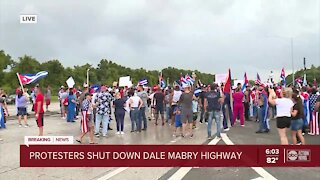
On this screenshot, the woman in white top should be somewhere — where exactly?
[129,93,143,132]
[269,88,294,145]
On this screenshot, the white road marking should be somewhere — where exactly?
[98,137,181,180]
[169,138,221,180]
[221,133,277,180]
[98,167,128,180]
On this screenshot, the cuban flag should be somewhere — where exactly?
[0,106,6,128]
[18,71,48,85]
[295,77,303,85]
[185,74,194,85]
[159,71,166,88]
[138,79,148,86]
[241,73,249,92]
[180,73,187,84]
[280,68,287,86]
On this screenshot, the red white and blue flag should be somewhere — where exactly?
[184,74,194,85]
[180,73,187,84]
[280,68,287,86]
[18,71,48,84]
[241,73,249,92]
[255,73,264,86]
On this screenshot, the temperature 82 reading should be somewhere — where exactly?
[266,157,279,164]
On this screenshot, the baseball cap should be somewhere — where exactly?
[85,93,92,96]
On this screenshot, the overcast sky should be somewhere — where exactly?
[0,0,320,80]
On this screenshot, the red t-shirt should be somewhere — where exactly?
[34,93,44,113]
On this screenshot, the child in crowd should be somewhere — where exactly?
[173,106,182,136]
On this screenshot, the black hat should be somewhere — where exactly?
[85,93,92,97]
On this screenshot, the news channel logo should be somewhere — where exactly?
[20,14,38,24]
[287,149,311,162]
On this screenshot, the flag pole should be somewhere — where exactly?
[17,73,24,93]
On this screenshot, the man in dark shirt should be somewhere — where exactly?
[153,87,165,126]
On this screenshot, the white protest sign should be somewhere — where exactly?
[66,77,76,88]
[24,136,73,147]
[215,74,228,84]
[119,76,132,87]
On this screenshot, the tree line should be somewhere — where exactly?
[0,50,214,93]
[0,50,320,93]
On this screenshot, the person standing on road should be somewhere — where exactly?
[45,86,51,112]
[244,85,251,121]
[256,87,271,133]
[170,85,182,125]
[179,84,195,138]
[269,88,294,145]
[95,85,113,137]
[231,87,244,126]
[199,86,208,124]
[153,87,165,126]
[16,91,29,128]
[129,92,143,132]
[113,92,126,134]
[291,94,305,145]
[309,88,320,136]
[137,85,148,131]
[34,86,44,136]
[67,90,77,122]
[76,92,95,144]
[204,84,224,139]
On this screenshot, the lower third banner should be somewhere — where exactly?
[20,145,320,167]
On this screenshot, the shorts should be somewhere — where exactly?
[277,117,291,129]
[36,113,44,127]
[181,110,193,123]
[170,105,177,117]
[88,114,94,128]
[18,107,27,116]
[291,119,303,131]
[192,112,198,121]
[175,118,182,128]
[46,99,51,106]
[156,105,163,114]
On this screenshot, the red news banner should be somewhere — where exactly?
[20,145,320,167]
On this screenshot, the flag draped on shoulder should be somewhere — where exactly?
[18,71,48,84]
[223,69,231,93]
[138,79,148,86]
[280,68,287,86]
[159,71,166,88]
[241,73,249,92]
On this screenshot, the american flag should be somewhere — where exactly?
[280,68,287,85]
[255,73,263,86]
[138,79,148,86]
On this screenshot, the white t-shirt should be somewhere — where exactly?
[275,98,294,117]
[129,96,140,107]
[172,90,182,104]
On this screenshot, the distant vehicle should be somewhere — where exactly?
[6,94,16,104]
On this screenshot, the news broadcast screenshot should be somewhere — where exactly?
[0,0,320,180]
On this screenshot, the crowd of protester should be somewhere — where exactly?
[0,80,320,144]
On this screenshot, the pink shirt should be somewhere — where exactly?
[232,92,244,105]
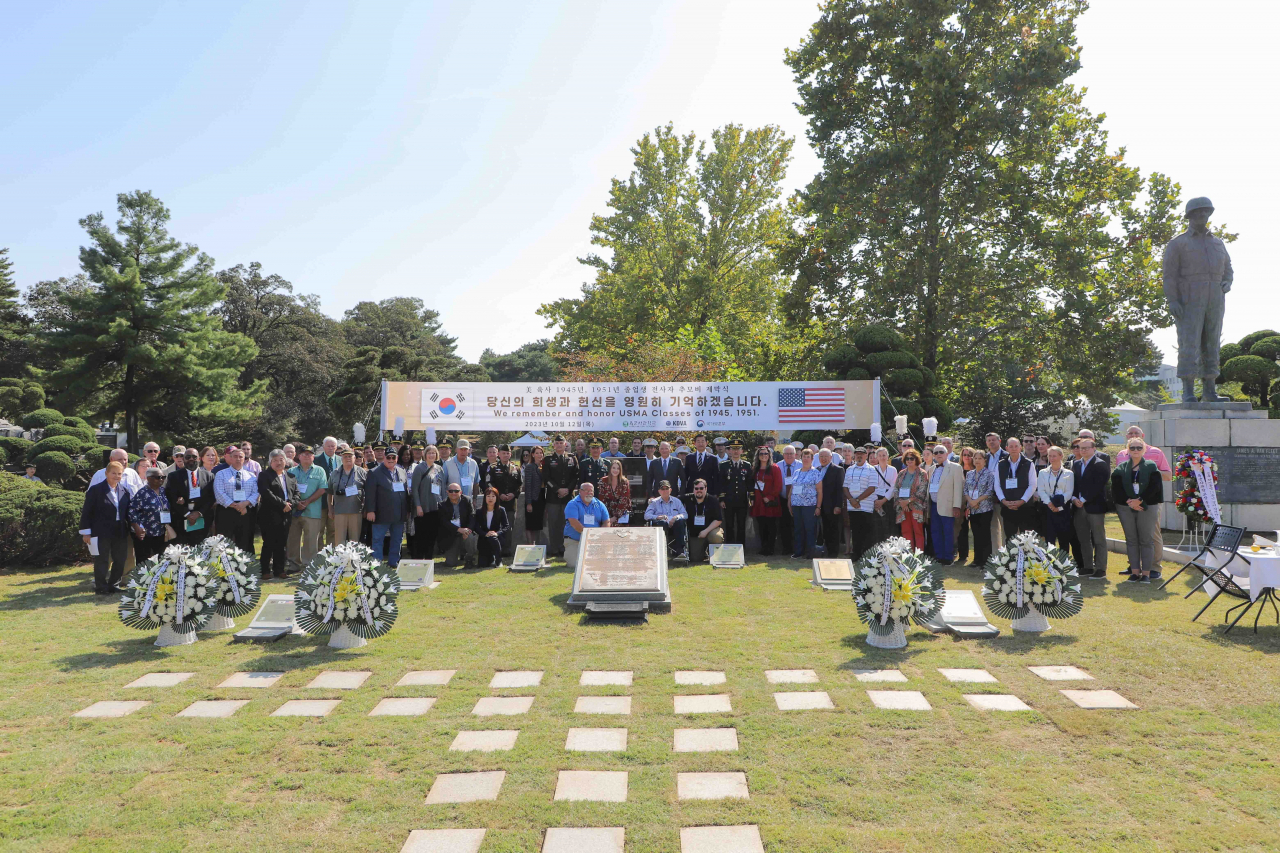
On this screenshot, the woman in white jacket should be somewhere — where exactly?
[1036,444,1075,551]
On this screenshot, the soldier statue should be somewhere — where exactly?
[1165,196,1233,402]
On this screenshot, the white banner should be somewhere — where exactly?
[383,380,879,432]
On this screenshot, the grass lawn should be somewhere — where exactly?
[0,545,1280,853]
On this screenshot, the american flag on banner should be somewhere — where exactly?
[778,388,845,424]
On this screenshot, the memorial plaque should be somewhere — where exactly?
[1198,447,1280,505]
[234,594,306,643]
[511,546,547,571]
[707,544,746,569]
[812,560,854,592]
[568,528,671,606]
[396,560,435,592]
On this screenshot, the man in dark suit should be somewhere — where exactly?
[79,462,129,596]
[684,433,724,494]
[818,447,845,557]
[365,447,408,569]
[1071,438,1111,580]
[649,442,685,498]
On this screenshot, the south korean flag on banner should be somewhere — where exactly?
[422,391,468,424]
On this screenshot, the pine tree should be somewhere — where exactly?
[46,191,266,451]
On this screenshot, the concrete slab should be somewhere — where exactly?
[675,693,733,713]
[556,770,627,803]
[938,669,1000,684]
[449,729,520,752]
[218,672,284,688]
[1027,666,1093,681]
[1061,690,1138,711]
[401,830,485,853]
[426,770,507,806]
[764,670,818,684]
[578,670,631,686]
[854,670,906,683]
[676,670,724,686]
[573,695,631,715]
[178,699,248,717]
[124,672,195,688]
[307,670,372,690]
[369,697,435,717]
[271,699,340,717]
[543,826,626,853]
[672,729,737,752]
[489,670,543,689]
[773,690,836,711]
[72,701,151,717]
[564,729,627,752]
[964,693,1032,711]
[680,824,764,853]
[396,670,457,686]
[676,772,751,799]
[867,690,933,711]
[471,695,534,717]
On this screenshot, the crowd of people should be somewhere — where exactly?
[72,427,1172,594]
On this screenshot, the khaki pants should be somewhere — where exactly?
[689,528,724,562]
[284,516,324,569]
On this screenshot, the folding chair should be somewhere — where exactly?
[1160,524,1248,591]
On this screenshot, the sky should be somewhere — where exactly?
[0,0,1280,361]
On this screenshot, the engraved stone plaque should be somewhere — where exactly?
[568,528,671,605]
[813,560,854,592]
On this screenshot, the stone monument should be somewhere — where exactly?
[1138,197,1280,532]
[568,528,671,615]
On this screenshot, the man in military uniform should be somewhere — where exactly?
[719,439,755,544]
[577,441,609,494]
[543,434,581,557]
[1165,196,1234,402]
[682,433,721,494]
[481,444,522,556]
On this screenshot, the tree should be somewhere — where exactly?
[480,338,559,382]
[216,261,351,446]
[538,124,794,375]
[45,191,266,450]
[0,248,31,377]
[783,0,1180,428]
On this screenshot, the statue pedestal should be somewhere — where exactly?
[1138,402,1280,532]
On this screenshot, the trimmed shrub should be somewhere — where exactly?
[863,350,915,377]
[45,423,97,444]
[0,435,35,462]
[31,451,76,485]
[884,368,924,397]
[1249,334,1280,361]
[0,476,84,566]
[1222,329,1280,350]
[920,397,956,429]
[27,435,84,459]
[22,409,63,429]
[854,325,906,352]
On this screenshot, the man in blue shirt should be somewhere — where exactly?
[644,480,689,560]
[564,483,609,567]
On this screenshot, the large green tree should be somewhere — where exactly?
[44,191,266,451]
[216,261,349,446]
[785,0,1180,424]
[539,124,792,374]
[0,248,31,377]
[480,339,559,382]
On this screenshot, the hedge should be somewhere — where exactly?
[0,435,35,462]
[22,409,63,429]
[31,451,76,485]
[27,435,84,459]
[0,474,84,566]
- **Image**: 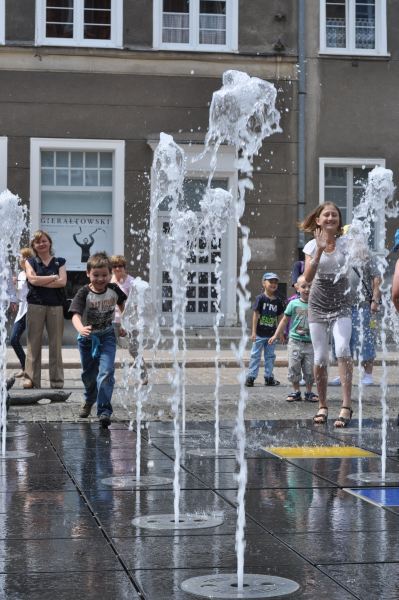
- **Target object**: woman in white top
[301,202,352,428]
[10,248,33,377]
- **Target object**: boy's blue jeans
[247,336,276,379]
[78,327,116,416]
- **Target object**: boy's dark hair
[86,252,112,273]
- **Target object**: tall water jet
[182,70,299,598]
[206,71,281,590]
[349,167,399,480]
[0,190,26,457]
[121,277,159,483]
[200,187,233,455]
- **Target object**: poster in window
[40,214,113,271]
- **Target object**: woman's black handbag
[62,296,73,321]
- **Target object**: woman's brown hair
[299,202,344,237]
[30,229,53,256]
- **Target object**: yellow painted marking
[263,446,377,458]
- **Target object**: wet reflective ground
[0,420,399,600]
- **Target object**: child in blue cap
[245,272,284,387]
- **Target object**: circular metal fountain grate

What is asked: Start at the line containing "On this screenshot, the overcast", end after the line containing "[0,50,320,93]", and write those lines out again with "protest sign" switched to "protest placard" and nothing else changed.

The answer:
On this screenshot, the overcast sky should be somewhere — where exactly?
[0,0,320,80]
On this screenshot, the red t-shirt should be somewhere — where exactly?
[34,93,44,113]
On this screenshot, the child in crowd should be somewhere — where exactly?
[173,106,182,136]
On this screenshot, the black hat should be somewhere — where exactly?
[85,93,92,97]
On this screenshot, the news channel logo should be somewhere — where exactly?
[20,14,38,24]
[287,149,311,162]
On this screenshot, the flag pole should be somewhere — where exactly?
[17,73,24,93]
On this screenshot, the man in dark shirt should be somewhere — where exactly?
[153,87,165,126]
On this screenshot, the white protest placard should be somewhere — where exactly?
[66,77,76,88]
[24,136,73,147]
[215,74,228,84]
[119,76,132,87]
On this screenshot, the tree line should be somewhere — where exactly?
[0,50,214,93]
[0,50,320,93]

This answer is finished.